# REQUIRED TASK:
Tally the lines in the listing below that contain the string "abstract", treating uppercase and lowercase as different, and reply with the count alone.

# DATA PROVIDED:

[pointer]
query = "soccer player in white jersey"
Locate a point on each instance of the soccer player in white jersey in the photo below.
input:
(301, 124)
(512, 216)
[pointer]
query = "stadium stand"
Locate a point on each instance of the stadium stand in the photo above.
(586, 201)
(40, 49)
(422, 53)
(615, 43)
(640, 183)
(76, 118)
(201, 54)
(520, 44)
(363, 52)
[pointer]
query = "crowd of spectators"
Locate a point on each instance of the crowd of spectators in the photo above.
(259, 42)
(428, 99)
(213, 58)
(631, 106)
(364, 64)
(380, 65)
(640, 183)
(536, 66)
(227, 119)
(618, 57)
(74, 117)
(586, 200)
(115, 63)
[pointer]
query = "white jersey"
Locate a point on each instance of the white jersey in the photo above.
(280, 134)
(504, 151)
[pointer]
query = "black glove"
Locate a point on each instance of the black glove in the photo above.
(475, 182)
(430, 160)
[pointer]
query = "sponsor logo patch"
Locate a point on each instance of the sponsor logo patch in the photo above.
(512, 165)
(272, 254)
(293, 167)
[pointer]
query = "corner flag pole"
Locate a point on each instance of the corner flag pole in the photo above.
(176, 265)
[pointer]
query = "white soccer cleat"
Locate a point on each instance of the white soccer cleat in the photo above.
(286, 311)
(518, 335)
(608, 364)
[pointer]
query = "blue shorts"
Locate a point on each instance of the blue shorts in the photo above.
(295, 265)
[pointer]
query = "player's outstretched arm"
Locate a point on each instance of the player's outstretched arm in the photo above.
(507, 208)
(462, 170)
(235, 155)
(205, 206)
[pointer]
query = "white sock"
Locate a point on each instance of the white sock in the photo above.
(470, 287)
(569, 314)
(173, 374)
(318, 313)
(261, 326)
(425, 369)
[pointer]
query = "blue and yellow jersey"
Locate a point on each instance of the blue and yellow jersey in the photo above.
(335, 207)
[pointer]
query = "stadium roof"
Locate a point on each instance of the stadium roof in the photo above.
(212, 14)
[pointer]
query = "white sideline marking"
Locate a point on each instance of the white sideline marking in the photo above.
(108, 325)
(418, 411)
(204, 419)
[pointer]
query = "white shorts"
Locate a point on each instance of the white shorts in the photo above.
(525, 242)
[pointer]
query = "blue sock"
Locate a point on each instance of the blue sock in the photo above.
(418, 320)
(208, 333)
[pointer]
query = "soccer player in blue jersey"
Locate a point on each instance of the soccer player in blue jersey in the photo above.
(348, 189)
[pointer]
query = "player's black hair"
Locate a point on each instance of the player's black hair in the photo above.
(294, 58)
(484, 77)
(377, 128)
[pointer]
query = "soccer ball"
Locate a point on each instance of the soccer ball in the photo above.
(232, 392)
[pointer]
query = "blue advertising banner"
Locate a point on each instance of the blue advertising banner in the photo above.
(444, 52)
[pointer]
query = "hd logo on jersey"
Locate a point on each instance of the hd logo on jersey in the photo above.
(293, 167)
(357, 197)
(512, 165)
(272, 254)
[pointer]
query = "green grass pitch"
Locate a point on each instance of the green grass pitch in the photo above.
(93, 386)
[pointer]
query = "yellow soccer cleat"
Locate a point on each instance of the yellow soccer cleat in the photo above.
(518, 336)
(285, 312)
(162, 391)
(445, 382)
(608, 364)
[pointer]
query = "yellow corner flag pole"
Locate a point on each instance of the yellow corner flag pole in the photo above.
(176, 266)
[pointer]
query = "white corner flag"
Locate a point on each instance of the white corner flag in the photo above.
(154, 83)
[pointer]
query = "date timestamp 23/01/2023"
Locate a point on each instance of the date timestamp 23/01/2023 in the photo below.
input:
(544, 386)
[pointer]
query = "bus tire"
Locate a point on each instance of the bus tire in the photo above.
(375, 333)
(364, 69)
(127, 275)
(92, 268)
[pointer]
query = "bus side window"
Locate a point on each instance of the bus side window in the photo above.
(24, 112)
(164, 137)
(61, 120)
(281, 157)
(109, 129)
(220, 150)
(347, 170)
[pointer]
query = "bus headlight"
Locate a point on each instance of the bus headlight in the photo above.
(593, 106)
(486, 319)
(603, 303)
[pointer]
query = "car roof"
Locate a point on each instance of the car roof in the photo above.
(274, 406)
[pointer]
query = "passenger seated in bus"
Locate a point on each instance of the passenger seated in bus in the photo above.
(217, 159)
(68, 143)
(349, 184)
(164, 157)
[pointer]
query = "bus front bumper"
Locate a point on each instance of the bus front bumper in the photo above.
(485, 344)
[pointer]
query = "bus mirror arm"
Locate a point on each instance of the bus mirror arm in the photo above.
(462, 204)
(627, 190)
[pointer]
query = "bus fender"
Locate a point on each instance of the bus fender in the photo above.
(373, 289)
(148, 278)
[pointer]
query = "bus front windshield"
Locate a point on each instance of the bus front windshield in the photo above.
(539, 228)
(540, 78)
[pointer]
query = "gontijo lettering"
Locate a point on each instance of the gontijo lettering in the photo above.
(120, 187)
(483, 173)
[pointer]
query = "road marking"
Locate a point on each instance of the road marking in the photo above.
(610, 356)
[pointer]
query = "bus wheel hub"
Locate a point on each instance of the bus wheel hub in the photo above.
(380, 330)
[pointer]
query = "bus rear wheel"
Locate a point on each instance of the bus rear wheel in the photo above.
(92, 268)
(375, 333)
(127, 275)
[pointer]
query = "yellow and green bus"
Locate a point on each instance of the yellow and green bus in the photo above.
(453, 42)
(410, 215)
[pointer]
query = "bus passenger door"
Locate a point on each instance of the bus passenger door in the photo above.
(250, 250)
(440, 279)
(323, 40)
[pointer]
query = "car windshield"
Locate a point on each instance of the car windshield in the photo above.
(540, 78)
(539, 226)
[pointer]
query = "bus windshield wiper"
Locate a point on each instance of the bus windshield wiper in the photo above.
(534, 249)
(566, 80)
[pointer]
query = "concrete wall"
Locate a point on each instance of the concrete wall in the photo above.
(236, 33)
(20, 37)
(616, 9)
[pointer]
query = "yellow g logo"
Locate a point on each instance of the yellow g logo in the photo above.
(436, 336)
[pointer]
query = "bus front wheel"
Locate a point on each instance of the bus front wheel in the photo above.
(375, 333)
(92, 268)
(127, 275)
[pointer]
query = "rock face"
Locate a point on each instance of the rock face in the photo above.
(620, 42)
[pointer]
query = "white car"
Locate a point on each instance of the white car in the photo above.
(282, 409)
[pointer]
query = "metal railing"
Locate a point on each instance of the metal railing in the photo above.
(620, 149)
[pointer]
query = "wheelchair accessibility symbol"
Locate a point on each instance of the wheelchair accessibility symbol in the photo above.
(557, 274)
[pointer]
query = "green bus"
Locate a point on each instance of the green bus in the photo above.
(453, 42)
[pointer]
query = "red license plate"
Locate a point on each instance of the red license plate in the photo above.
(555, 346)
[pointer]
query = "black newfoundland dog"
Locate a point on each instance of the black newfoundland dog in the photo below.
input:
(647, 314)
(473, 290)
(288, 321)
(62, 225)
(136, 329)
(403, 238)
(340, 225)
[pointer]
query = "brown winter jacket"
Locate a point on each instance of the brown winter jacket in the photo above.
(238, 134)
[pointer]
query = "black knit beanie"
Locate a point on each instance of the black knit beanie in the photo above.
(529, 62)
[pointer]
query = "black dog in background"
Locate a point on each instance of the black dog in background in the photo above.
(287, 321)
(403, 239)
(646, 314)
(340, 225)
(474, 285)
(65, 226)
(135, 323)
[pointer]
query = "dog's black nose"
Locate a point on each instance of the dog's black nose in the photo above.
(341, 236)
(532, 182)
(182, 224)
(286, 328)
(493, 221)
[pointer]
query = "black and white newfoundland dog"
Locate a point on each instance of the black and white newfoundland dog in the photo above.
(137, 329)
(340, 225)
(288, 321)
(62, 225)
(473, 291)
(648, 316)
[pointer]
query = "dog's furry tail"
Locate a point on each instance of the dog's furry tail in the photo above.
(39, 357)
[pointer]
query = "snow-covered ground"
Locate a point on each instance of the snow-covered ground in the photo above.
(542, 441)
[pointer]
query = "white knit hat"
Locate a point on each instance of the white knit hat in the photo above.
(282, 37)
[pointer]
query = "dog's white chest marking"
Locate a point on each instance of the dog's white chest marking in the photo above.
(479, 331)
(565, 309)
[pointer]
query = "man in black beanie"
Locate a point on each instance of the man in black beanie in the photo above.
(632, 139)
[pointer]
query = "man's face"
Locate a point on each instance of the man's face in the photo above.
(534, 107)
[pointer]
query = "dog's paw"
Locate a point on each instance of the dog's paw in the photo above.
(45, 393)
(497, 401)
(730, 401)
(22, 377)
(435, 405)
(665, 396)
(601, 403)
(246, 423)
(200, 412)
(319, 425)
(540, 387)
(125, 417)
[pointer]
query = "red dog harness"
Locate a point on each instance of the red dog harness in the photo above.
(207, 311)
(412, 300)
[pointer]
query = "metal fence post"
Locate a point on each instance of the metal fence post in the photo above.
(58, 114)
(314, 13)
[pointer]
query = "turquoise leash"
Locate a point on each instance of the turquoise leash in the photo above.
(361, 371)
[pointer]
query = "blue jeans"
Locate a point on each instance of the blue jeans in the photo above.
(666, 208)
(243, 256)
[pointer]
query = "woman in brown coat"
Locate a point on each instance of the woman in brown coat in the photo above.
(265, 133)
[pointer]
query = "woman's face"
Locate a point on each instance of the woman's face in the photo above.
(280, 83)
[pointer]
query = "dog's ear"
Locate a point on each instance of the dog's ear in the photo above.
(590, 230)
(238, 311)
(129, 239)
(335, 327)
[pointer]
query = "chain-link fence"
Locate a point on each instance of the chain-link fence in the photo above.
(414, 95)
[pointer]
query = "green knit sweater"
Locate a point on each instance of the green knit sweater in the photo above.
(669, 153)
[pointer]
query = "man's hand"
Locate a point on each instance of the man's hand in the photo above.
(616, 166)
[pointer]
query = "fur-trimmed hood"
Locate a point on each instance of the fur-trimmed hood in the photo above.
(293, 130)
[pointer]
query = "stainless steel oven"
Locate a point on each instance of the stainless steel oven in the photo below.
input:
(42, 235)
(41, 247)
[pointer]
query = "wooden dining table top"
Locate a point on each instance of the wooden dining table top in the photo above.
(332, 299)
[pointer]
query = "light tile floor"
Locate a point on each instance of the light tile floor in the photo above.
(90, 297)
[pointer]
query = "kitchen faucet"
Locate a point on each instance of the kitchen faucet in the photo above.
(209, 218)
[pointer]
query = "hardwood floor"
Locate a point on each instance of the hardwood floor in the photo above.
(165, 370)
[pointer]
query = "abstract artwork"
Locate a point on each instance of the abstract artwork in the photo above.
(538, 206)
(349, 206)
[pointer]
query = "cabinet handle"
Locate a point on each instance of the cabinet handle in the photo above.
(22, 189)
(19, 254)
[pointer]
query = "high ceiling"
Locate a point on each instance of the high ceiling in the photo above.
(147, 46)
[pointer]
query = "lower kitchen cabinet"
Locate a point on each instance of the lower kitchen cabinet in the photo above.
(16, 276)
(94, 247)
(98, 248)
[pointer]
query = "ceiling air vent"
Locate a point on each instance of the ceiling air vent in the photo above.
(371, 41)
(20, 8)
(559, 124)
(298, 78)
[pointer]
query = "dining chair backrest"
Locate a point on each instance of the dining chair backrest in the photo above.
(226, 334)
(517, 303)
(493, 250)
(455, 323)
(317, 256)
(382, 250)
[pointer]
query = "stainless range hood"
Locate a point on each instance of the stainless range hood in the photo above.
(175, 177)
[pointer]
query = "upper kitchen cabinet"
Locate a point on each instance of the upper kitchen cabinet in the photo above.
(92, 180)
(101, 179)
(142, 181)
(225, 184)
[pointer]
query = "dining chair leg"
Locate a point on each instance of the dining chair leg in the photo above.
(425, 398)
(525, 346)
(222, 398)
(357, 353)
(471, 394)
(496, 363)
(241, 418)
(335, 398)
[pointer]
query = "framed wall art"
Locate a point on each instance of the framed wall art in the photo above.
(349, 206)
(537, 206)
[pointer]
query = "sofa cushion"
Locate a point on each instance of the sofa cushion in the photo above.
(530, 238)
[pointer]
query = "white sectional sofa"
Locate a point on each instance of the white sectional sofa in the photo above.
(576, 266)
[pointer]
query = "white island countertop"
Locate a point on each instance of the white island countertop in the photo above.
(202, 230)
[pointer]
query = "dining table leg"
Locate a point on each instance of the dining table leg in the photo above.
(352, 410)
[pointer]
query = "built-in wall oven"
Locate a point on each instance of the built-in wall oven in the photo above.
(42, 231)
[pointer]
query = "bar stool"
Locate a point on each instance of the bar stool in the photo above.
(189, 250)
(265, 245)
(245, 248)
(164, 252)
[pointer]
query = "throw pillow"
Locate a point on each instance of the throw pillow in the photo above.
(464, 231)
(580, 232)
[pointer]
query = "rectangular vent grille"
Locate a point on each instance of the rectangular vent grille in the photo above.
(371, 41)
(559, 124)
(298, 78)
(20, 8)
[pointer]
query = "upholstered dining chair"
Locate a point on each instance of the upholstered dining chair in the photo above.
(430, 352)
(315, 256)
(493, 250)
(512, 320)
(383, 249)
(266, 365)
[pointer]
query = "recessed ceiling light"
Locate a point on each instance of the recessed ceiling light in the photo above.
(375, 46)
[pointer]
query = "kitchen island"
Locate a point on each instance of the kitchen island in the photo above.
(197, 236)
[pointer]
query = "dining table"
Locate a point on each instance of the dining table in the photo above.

# COMPLETE OUTPUT:
2